## WHAT THIS EXERCISE ASKS
**A.** Repeat word for word the stretch of the sermon from "That is profoundly" through "concept of hope?".
**B.** Answer these questions using the sermon:
(i) What is Easter God's response to?
(ii) What does the speaker suggest hope means?
(iii) In the Colossians passage, what does Paul tell his readers not to do?
**C.** Translate this sentence from the sermon into Spanish: "Fear erodes hope and taints the wellsprings of compassion."

## SOURCE DOCUMENT
>>>

So let’s take each of those three elements in turn.
Faith
We are people of faith, but the faith that matters most is not our own faith but that faith which Jesus himself demonstrated towards God.
Jesus lived and died as one comprehensive and consistent act of faith. He trusted God to death and beyond.
Easter is God’s response to the faith—or the faithfulness—of Jesus.
Paul tells us in Galatians and in Romans, that just as Abraham’s faith was the basis for God blessing the Jewish people, so the faithfulness of Jesus is the basis for God blessing all of us.
All of us.
And not just us.
Rather, everyone.
That is profoundly good news, and it takes us way beyond arguing over beliefs and doctrines.
Faith is about trusting that God has this: whether that be the future of the world, or our own personal situation. We are in God’s hands, and all is well.
That is faith.
It is not about having a formula—a set of words—that meets some theological correctness test, but living with an attitude that trusts God for now and for tomorrow.
This is the kind of trust we see in the Lord’s Prayer: give us today our daily bread.
We seek to live that faith and share that faith, as we shape a community of loving practice here in the heart of Ipswich.
Unless we live it we cannot share it
The first challenge, then—as we move into the new future God has for us—is to be people of faith.
Hope
That faith will be expressed in our hope and in our love, but let’s think next about hope.
How do we unpack the concept of hope?
May I suggest that it means the opposite of fear. If we are afraid we shall not be exercising hope. Fear will limit our imagination and harden our responses to one another.
Fear erodes hope and taints the wellsprings of compassion.
Fear makes us hold tightly to what we have left, rather than share the little we have with those need it.
We see a lot of fear in the wider world and in Australian society. And we see the way fear causes people to fight one another and attack those who threaten their sense of safety.
Fear can galvanise people to act (and to vote), but it is never the basis for a healthy and secure future.
On the other hand, when hope drives out fear, we are free to take risks and to love one another extravagantly.
Not cautiously.
Not in a very Anglican (careful) way.
But extravagantly!
As God begins something new here amongst us, we need to be people of hope, who are not afraid about the future, and are comfortable taking risks.
Love
In the Colossians passage, Paul tells his readers not to lie to one another.
I take that to mean more than simply speaking the truth to one another, although it certainly begins there.
No power games!
Be authentic.
This is simply a continuation of the message we had in the Epistle last Sunday:
Let love be genuine; hate what is evil, hold fast to what is good; love one another with mutual affection; outdo one another in showing honour. Do not lag in zeal, be ardent in spirit, serve the Lord. Rejoice in hope, be patient in suffering, persevere in prayer. Contribute to the needs of the saints; extend hospitality to strangers.
That is what love looks like.
That is how this Ipswich Anglican community will look as God begins her new work amongst us.
If we are to be a blessing to the city of Ipswich, then first of all we need to a community of loving practice.
Our love for each other—and for anyone and everyone who crosses our path—has to be genuine.
We—you—are standing at the threshold of something new.
May you be people of faith, people of hope and a community of love.

<<<

## EXERCISE DATA
>>>

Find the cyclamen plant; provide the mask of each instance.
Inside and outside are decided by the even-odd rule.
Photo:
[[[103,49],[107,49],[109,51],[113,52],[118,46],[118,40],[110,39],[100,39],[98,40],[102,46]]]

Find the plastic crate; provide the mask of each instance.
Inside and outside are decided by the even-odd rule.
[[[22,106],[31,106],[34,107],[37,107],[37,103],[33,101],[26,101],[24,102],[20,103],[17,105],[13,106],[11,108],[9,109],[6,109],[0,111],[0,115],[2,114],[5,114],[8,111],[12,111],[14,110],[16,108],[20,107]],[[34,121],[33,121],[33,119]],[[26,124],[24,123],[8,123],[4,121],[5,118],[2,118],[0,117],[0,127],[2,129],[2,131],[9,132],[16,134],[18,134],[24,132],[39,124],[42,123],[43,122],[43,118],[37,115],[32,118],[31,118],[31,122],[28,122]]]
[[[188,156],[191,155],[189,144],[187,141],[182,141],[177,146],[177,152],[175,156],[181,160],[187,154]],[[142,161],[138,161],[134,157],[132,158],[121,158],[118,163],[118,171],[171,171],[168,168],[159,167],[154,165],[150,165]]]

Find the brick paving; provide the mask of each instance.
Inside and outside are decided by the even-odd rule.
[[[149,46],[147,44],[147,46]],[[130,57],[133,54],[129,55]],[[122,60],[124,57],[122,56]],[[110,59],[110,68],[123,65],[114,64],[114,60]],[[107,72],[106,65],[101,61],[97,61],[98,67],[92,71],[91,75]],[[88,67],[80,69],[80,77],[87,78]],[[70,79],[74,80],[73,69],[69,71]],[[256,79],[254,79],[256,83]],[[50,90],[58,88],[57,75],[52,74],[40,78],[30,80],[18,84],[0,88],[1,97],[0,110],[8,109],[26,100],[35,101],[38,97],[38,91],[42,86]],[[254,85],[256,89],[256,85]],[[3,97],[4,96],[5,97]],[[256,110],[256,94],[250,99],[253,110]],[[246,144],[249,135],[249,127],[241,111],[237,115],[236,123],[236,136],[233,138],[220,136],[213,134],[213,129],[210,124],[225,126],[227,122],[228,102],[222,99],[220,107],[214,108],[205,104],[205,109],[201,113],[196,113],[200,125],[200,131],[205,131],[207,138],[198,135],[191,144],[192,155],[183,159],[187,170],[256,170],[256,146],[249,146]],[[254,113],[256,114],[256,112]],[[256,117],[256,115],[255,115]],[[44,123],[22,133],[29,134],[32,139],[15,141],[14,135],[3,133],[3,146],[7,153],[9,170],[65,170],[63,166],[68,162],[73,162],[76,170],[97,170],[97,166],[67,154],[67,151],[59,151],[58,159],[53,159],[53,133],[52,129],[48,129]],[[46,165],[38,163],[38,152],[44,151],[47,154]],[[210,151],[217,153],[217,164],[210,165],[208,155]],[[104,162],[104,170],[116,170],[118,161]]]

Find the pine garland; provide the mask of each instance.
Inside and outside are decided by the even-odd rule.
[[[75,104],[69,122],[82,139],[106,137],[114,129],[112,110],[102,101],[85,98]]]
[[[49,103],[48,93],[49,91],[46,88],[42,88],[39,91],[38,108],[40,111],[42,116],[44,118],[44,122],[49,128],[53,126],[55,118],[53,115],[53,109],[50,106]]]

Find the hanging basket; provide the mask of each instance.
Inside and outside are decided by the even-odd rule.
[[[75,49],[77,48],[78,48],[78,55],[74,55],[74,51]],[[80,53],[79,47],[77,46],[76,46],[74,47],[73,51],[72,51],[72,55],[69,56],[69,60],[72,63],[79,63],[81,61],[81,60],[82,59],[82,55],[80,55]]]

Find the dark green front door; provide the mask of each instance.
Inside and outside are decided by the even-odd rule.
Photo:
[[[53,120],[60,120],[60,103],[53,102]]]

<<<

## TASK RESULTS
**A.**
That is profoundly good news, and it takes us way beyond arguing over beliefs and doctrines.
Faith is about trusting that God has this: whether that be the future of the world, or our own personal situation. We are in God’s hands, and all is well.
That is faith.
It is not about having a formula—a set of words—that meets some theological correctness test, but living with an attitude that trusts God for now and for tomorrow.
This is the kind of trust we see in the Lord’s Prayer: give us today our daily bread.
We seek to live that faith and share that faith, as we shape a community of loving practice here in the heart of Ipswich.
Unless we live it we cannot share it
The first challenge, then—as we move into the new future God has for us—is to be people of faith.
Hope
That faith will be expressed in our hope and in our love, but let’s think next about hope.
How do we unpack the concept of hope?

**B.**
(i) The faith, or the faithfulness, of Jesus.
(ii) The opposite of fear.
(iii) Lie to one another.

**C.** El miedo erosiona la esperanza y contamina los manantiales de la compasión.